The task
Copy out the material below line for line, leaving every word, number, and punctuation mark unchanged.

Records provided
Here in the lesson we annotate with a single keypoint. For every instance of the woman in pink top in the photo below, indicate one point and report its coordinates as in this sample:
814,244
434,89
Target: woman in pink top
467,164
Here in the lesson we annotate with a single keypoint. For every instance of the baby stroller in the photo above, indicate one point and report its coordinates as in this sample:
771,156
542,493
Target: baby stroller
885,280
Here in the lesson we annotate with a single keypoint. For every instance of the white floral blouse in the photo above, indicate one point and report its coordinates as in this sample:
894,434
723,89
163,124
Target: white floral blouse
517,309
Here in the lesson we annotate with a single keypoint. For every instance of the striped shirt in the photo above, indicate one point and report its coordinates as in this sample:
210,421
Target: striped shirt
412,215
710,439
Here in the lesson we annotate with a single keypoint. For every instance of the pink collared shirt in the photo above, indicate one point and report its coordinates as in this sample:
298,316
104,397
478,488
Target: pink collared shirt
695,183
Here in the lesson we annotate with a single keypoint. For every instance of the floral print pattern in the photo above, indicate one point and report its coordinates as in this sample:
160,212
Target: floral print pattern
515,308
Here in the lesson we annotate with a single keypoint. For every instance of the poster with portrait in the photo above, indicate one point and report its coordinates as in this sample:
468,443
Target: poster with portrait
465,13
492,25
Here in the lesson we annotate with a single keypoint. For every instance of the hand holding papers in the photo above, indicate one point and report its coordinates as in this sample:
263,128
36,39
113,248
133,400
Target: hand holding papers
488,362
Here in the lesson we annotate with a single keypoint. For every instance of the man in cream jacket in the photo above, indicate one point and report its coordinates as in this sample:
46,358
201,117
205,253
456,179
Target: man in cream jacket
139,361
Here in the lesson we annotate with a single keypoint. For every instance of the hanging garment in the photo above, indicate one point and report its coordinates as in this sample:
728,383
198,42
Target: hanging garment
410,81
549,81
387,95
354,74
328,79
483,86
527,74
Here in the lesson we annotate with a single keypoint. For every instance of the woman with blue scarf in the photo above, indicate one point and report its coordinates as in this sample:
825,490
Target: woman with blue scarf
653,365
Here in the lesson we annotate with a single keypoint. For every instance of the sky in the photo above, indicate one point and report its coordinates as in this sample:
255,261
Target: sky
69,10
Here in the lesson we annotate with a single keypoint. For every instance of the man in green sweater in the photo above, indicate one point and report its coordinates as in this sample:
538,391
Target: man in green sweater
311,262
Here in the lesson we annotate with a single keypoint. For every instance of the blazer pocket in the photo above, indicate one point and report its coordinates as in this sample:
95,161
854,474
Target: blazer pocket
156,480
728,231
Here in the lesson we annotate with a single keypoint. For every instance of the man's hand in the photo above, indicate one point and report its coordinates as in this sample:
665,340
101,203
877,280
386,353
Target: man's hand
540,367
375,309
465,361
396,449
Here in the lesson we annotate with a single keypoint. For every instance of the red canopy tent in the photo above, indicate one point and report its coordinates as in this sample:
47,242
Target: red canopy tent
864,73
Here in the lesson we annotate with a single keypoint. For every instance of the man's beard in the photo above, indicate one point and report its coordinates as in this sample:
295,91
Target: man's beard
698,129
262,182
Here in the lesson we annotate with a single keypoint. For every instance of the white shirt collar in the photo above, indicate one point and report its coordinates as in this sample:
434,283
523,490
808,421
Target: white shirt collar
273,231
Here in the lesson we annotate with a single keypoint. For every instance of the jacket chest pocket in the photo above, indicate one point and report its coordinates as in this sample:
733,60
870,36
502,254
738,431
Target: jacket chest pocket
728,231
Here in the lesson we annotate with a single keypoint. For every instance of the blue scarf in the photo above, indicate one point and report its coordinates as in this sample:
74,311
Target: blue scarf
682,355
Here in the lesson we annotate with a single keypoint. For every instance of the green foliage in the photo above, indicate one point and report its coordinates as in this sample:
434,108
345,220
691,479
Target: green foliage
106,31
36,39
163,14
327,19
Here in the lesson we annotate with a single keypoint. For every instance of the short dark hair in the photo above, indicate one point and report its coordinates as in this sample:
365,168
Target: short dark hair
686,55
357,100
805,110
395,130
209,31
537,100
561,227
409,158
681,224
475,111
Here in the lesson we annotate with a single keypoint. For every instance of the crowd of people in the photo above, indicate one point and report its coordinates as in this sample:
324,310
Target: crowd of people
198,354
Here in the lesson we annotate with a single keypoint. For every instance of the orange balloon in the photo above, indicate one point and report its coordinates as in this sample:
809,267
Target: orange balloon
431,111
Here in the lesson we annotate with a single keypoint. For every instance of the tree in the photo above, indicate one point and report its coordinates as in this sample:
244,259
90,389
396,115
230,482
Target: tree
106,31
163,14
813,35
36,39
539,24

Correct response
Here in the lesson we annotate with a single keypoint. For every instance of the woman in pink top in the photo below, indicate one point and report its coordinates as in this sample:
814,244
434,89
Target: woman in pink top
467,164
Here in the lesson we annotate with a single keypoint. For every instance of the baby stroller in the photo above, indicate one point and report its coordinates as in this sample:
771,156
542,493
Target: baby stroller
885,280
Here in the lesson we annotate with a single keypoint. For every instance of the white floral blouse in the photo above, indicate one point and report its coordinates as in this sample:
894,434
723,89
163,124
Target: white floral blouse
517,309
Here in the lesson we annotate with a single keypoint. For every instance of the striped shirt in the photo above, indicate one point and report its coordinates as in this sample:
210,421
Target: striped shirt
412,215
710,439
Here in the lesson we annotate with a single keypoint. For every instance of the pink collared shirt in the photo above, indicate one point and report its coordinates as in this sample:
298,316
104,397
478,488
Target: pink collared shirt
695,183
Here in the lesson we annotate with a single keypoint. For every instance of the floral print pattern in the photo above, indicate one point and report its coordinates as in this sample:
160,212
Target: floral print pattern
515,308
Here in the lesson we annotate with a single keypoint. For every instance of the poster with portrait in the photo above, indicate one point and report its coordinates as in this sample:
468,443
Target: poster with portrait
465,13
492,25
Here in the lesson we annotate with a single keypoint. For every instance of the hand holding papers in the photo above, indicate one point and report its coordinates as in this sample:
263,128
36,39
113,248
133,400
Target: hand holding papers
488,362
Here in the lesson we annotate with a single keypoint. For every instance of the man in cream jacket in the photo above, indicate one point and report its coordinates as in this sample:
46,358
201,117
205,253
456,179
Target: man in cream jacket
139,361
Here in the lesson we annotate with a single keypoint. For every instance of the hanging garment in the photo above, indicate one point and report its coordinates as in this sample:
728,383
198,42
Target: hanging garment
410,81
549,81
387,95
354,74
328,79
483,86
527,74
Here in the lesson we annotate with a single keypoint. For every instance of the woman with blue scarf in the photo above, indicate one point and report its coordinates as in this sample:
825,490
Target: woman with blue scarf
653,365
Here in the lesson we annotate with a single keypoint. For every instance of the sky in the photo above, indicate one point and report its coordinates as in this sample:
255,261
Target: sky
69,10
Here in the lesson we annotate with a single keypoint. For every instance of the man in green sweater in the photo above, indicate one point and report its coordinates as in this sample:
538,391
Target: man in green sweater
311,262
Here in the lesson we annotate with a single keypoint. For every instance of the blazer pocket in the photo above, indicate one point and report its coordinates as in this sample:
95,161
854,474
Target: blazer pocket
156,480
728,231
Here in the lesson we annotate with a single keypoint. For every instance of the man's hand in the photo above, indicate one point and report its coordinates as in this sample:
665,340
101,203
877,280
386,353
Target: man's hand
540,367
375,309
465,361
396,449
Here in the lesson we annotate with a single keypoint. For every instance of the red canopy tent in the photo above, indicate one point and report its coordinates as in this sample:
47,242
Target: red canopy tent
864,73
Here in the lesson we annotate with a single keypoint. For every instance of the man's beard in the photo above, indicate one point and report its coordinates as in this sample:
295,91
Target: man's beard
698,129
262,182
Here in the lesson we annotate with a single keypoint. For every instance of the white shirt collar in the photo above, indicate one point and report its coordinates as in this sample:
434,283
523,490
808,421
Target: white shirt collar
273,231
Here in the lesson we annotate with a single keypoint. For every instance of the jacket chest pocket in the photo above, indicate one point and report its coordinates as in this sample:
733,60
870,36
502,254
738,431
Target: jacket chest pocket
728,231
Here in the lesson we annotate with a single keypoint. For every instance of the blue scarf in the photo above, indicate one point and report its coordinates as in this sample:
74,311
Target: blue scarf
682,355
Here in the lesson we annotate with a single keypoint. For every instance of the green foliage in the photo above, indicate one point and report its coordinates as in this sample:
434,108
345,220
691,479
Target: green foliage
106,31
36,39
163,14
327,19
Here in the lesson we annotate with a single keypoint. For every instance of the short dark hair in the photo above, indicate one point and report its coordinates as in this sample:
365,168
Target: short dark hair
686,55
357,100
805,110
395,130
209,31
537,100
561,227
409,158
681,224
475,111
Here in the lesson we annotate with a single keypoint. For every instance of the crowd of people in the photo above, indicate one point and report its coordinates as in this sample:
324,310
Target: crowd of people
198,354
Here in the lesson we annotate with a single keypoint. For every instance of the orange balloon in the photo above, indicate one point and report its coordinates as in this sample:
809,267
Target: orange balloon
431,111
Here in the lesson we annotate with a single keypoint. For every instance of the tree in the photo above, indicate one point and report its coordinates as in this sample:
244,259
90,389
396,115
230,482
Target: tree
106,31
163,14
813,35
36,39
539,24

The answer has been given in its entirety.